TEXTO FORNECIDO:
■ ■ ■ ■ ■ ■ ■

Evento Mulheres e Clima: A voz e a ação das mulheres pela transição verde
No dia 19 de setembro, em Coimbra, a Plataforma Portuguesa para os Direitos das Mulheres (PpDM), em parceria com a Business as Nature (BasN) e como apoio da Câmara Municipal de Coimbra, realizou o evento “Mulheres e Clima: A voz e a ação das mulheres pela transição verde”. A iniciativa integra o projeto europeu coordenado pelo Lobby Europeu das Mulheres (LEM) “Women in Climate”, sendo a PpDM parceira nacional, e reuniu especialistas, decisoras e decisores de política, ativistas e empresárias para refletir sobre como integrar a igualdade entre mulheres e homens no coração da transição verde.
Manhã – Por uma Transição Verde com Igualdade
A sessão de abertura trouxe uma mensagem forte: A ausência das mulheres na tomada de decisão de combate à crise climática é um erro político!
Joana Frias Costa, Vice-Presidente da PpDM
Lembrou que as mulheres, especialmente as que vivem em contextos de vulnerabilidade económica, social e geográfica, são as mais afetadas pelas catástrofes climáticas, que, por sua vez, exacerbam desigualdades preexistentes. No entanto, continuam afastadas das mesas de decisão. A sua exclusão histórica dos centros de decisão política e económica reflete-se, assim, na ausência da perspetiva de género na formulação de políticas climáticas. Por isso, a Vice-Presidente da PpDM defendeu uma agenda feminista para a justiça climática, lembrando que a inclusão das mulheres não é simbólica, mas sim estratégica, porque sem igualdade não haverá justiça climática.
Hugo Patrício Oliveira, Presidente da 11º Comissão Parlamentar de Ambiente e Energia
Destacou que a transição energética só será justa e sustentável se for inclusiva. Sublinhou a importância da educação para que mais jovens mulheres sigam carreiras em ciência e energia, e defendeu a recolha de dados desagregados por sexo para monitorizar progressos. Reforçou ainda o compromisso da Comissão Parlamentar de Ambiente e Energia com uma transição energética sustentável e inclusiva, defendendo medidas concretas e criando espaço político para que a igualdade entre mulheres e homens se torne parte integrante da política energética nacional. Só assim, segundo o Deputado Hugo Patrício Oliveira, se pode falar de uma transição verde com igualdade, para Portugal e para a Europa.
Mary Collins, Secretária-Geral do Lobby Europeu das Mulheres (LEM)
Reforçou que as alterações climáticas não são neutras em termos de género, uma vez que o modelo económico e social dominante continua a sobrecarregar as mulheres com responsabilidades de cuidado e a excluir as suas vozes da definição de soluções. Sublinhou que projetos locais liderados por mulheres são essenciais, porque trazem profundidade e impacto duradouro às respostas à crise climática, demonstrando que pensar globalmente só é eficaz se houver ação local. Defendeu ainda que a estratégia europeia deve partir dessas experiências concretas para influenciar políticas públicas, garantindo que a justiça climática seja também, e inevitavelmente, justiça feminista, onde a igualdade deixa de ser opcional para se tornar condição de transformação.

■ ■ ■ ■ ■ ■ ■

REGISTOS DA LISTAGEM:
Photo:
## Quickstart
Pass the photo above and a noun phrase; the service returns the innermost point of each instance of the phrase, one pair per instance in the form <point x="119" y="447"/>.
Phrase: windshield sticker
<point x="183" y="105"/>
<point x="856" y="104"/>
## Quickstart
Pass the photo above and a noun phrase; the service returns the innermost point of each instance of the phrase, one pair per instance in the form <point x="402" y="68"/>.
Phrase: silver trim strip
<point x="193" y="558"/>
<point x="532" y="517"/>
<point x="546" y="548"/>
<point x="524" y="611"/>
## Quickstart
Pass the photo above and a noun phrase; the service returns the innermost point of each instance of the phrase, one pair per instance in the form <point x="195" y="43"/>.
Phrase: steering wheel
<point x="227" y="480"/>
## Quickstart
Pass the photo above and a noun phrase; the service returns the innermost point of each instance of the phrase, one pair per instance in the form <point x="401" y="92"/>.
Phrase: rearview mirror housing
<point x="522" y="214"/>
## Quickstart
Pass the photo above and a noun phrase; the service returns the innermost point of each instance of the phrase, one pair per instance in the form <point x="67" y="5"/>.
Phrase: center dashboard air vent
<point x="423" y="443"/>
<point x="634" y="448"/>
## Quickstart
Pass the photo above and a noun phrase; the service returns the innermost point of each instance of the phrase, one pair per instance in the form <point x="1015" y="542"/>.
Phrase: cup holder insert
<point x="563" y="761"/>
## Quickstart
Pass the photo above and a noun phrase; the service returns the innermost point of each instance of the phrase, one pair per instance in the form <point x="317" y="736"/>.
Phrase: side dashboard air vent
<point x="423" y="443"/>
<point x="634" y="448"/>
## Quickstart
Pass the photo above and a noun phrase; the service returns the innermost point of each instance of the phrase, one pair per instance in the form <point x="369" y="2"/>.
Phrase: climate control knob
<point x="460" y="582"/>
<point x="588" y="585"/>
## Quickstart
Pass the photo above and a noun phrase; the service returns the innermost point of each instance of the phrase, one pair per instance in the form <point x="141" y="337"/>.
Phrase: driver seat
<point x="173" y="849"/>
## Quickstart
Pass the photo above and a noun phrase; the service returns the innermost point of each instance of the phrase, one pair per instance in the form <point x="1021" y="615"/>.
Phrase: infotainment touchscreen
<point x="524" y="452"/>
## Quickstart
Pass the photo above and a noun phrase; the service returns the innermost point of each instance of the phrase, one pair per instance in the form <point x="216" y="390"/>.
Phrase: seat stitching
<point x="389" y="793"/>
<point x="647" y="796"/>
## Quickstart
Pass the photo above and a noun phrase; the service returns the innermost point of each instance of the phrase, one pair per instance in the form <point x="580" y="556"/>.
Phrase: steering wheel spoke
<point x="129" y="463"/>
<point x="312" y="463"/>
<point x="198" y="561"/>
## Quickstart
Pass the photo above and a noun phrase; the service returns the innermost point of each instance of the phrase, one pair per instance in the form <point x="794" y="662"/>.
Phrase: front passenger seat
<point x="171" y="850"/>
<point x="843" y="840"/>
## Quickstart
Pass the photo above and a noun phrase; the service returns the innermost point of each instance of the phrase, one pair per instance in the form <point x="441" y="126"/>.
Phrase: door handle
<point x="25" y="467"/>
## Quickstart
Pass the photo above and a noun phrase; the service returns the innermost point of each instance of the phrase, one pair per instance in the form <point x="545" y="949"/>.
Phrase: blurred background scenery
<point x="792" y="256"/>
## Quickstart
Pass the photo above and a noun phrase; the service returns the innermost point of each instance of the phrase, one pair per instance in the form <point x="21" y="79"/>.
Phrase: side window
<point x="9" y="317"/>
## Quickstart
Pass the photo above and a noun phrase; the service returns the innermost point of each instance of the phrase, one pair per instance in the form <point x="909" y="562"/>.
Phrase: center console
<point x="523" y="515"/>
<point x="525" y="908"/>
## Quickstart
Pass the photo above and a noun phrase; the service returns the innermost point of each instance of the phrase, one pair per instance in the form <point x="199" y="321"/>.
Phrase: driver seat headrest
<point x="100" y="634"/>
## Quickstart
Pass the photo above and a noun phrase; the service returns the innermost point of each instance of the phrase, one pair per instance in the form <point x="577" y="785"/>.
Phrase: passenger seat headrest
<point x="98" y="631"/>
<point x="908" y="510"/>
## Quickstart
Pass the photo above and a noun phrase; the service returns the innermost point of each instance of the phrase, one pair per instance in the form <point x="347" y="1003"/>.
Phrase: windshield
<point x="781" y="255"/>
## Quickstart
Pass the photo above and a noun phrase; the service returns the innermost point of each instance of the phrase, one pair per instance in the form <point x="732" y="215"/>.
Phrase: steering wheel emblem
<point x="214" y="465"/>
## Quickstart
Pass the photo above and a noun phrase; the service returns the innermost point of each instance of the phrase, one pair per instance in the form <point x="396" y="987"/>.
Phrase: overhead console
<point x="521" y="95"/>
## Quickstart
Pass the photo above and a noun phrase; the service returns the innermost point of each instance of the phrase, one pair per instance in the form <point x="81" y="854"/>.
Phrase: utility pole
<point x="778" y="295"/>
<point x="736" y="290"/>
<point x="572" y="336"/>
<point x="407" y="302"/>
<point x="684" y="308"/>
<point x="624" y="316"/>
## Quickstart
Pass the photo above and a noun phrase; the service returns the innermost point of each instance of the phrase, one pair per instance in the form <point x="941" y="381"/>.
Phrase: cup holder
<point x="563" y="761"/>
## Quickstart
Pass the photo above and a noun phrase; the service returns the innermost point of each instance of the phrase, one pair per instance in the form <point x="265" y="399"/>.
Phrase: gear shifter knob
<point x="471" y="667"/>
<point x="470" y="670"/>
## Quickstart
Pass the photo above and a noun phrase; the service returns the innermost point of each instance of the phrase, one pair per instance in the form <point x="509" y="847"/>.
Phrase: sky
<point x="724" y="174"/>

■ ■ ■ ■ ■ ■ ■

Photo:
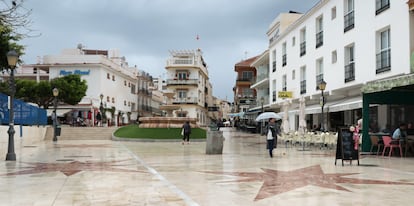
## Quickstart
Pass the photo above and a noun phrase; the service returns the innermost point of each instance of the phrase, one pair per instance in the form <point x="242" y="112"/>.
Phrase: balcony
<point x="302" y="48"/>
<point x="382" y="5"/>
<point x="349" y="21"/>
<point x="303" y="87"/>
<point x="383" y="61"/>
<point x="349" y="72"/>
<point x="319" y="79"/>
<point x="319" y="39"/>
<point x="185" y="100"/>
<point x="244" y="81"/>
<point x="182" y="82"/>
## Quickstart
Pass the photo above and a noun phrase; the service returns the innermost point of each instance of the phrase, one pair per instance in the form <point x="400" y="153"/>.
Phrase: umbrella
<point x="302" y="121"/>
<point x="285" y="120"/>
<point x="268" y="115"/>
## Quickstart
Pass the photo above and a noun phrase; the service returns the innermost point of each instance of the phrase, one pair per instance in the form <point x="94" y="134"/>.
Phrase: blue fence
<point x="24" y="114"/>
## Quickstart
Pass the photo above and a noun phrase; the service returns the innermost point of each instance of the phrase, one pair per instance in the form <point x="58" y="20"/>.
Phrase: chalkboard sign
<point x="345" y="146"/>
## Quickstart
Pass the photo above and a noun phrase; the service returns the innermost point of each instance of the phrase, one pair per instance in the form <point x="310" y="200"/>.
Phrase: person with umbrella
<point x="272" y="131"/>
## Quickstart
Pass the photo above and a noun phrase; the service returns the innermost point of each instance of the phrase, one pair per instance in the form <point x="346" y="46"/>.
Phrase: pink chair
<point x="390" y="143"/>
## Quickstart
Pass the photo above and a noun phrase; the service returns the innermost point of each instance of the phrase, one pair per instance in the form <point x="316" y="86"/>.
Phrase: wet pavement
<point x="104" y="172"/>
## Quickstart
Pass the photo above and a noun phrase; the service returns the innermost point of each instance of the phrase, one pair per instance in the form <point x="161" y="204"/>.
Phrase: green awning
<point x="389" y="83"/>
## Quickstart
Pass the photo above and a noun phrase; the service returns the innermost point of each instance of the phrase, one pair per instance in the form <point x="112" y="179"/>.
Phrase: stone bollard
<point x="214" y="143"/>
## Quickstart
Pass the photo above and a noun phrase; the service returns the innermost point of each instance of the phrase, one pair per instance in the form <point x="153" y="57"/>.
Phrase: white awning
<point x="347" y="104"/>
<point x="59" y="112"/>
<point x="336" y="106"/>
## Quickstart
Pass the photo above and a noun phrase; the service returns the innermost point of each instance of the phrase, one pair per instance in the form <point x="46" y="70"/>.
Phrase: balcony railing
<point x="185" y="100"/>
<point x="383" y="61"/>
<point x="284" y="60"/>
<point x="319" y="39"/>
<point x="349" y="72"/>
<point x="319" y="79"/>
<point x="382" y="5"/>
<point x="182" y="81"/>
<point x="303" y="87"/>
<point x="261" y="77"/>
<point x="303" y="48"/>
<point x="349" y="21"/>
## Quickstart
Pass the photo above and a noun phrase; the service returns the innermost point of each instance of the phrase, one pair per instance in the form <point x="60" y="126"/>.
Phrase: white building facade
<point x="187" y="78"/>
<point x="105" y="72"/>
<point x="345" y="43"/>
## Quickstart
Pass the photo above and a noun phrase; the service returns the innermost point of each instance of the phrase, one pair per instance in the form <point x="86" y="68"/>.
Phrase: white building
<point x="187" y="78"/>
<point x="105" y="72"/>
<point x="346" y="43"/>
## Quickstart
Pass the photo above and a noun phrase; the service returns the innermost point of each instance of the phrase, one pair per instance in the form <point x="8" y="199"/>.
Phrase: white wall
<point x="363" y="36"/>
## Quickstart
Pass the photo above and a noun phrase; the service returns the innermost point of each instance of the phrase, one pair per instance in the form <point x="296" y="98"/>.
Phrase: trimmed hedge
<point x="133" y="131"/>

■ ■ ■ ■ ■ ■ ■

Indique se as afirmações seguintes estão de acordo com o texto sobre o evento Mulheres e Clima, respondendo sim ou não e citando as palavras do texto que o comprovam.
1. O evento decorreu em Coimbra, no dia 19 de setembro.
2. Hugo Patrício Oliveira defendeu a recolha de dados desagregados por sexo.
3. Mary Collins afirmou que as alterações climáticas são neutras em termos de género.

RESOLUÇÃO:
1. Sim: "No dia 19 de setembro, em Coimbra".
2. Sim: "defendeu a recolha de dados desagregados por sexo para monitorizar progressos".
3. Não: "as alterações climáticas não são neutras em termos de género".